The problem — Return every record verbatim.

[Point annotation dataset records]
┏━━
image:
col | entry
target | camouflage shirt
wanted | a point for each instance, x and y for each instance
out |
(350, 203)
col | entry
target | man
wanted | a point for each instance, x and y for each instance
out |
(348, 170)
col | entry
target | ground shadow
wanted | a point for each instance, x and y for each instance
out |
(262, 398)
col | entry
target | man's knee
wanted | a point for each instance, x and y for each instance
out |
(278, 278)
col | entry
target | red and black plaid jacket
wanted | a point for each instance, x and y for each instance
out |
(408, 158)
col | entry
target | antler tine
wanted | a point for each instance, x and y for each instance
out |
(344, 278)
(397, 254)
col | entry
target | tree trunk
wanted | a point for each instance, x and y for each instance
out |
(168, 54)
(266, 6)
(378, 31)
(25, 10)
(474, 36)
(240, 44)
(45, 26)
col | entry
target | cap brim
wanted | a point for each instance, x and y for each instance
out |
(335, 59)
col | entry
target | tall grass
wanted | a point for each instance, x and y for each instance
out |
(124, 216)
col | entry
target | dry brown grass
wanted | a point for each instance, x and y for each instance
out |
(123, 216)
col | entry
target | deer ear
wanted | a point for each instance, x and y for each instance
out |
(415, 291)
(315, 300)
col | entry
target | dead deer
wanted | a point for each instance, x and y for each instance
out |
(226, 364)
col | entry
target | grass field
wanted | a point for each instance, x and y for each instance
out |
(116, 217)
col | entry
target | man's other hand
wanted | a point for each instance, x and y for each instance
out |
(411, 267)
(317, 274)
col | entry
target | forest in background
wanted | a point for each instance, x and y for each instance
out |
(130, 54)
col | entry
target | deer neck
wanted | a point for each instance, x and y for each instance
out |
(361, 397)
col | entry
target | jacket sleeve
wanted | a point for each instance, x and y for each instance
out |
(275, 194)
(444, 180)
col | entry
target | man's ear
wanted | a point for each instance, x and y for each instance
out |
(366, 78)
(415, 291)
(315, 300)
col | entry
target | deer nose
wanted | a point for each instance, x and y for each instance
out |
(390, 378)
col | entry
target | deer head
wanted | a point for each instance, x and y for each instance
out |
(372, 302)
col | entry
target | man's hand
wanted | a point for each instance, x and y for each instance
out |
┗━━
Output of the exercise —
image:
col | entry
target | camouflage shirt
wanted | a point for each instance, x and y for each instance
out |
(350, 203)
col | entry
target | man
wanted | a point for each instance, x and y for each instance
out |
(348, 170)
col | entry
target | ground shadow
wanted | a point for each instance, x and y for each instance
out |
(262, 398)
col | entry
target | man's knee
wanted | a point for each instance, x and y for each instance
out |
(278, 278)
col | entry
target | red and black plaid jacket
wanted | a point for each instance, x and y for each instance
out |
(408, 158)
col | entry
target | antler tine
wanted | a point for each instance, x and y for each instance
out |
(344, 278)
(397, 254)
col | entry
target | tree trunk
wanted | a point for each instance, x and y for each instance
out |
(168, 54)
(266, 6)
(378, 31)
(25, 10)
(474, 36)
(240, 44)
(45, 26)
col | entry
target | cap brim
wanted | a point for each instance, x and y for each instance
out |
(335, 59)
col | entry
target | tall grass
wanted | a point for each instance, x and y for each instance
out |
(124, 216)
col | entry
target | dry brown grass
wanted | a point for each instance, x and y for each instance
out |
(123, 216)
col | entry
target | deer ear
wanted | a point for each instance, x and y for each instance
out |
(415, 291)
(315, 300)
col | entry
target | dead deer
wanted | a point for each instance, x and y for each instance
out |
(226, 364)
col | entry
target | grass field
wanted | a point for each instance, x and y for each instance
out |
(116, 217)
col | entry
target | man's other hand
wanted | a point for each instance, x and y for each instance
out |
(411, 267)
(317, 274)
col | entry
target | forest in background
wanted | a point for each instance, x and y for each instance
out |
(130, 54)
col | entry
target | deer neck
wanted | a point for each instance, x and y for each instance
out |
(361, 397)
col | entry
target | jacket sleeve
wanted | a point for each instance, x and y for each instance
out |
(275, 194)
(444, 180)
col | entry
target | man's ear
wanted | a point for each instance, x and y for each instance
out |
(366, 78)
(415, 291)
(315, 300)
col | entry
target | deer nose
wanted | a point for each instance, x and y for each instance
out |
(390, 378)
col | entry
target | deer head
wanted | a point for each instance, x and y for each instance
out |
(372, 302)
col | entry
target | man's hand
wanted | a point for each instance, x and y for each instance
out |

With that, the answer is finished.